_WHAT YOU WILL DO_.
Please format the entries from the line with "the red tile" up to and including the line with "pixel 150 156" as a two-column CSV headed instruction and answer, with one row per entry. Wrap each field in double quotes and replace any line breaks inside a field with spaces.

_DATASET RECORDS_.
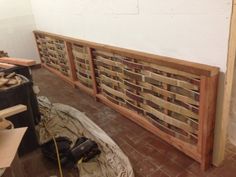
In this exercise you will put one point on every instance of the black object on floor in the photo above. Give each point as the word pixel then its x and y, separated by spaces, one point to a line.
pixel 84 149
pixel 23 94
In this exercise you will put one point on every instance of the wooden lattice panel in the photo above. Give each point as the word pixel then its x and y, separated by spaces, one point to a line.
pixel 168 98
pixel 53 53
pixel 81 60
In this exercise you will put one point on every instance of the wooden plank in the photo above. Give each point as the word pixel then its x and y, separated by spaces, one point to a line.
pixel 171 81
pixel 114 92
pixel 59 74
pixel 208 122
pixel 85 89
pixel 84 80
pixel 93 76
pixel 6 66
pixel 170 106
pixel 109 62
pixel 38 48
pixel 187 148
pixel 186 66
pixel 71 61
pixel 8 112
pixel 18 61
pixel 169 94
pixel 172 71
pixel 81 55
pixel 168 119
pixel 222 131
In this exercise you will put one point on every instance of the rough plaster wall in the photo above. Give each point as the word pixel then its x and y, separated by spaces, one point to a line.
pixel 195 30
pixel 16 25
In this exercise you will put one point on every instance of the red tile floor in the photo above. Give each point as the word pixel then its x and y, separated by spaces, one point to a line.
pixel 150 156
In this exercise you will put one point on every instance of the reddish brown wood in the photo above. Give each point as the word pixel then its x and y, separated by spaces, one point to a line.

...

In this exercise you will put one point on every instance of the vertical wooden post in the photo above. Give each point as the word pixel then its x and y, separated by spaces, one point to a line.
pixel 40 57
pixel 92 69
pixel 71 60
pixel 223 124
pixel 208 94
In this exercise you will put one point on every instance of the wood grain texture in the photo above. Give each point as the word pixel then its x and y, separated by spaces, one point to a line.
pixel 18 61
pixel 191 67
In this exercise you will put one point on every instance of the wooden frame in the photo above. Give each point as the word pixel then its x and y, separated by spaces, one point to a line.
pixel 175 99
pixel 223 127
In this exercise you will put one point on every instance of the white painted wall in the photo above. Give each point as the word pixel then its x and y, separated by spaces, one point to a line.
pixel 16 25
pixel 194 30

_ANSWER_.
instruction,answer
"In this exercise you will put one point on every instance of the red tile floor in the photo above. Give each point as the word pixel then its x and y, separated by spaces, one point to a line.","pixel 150 156"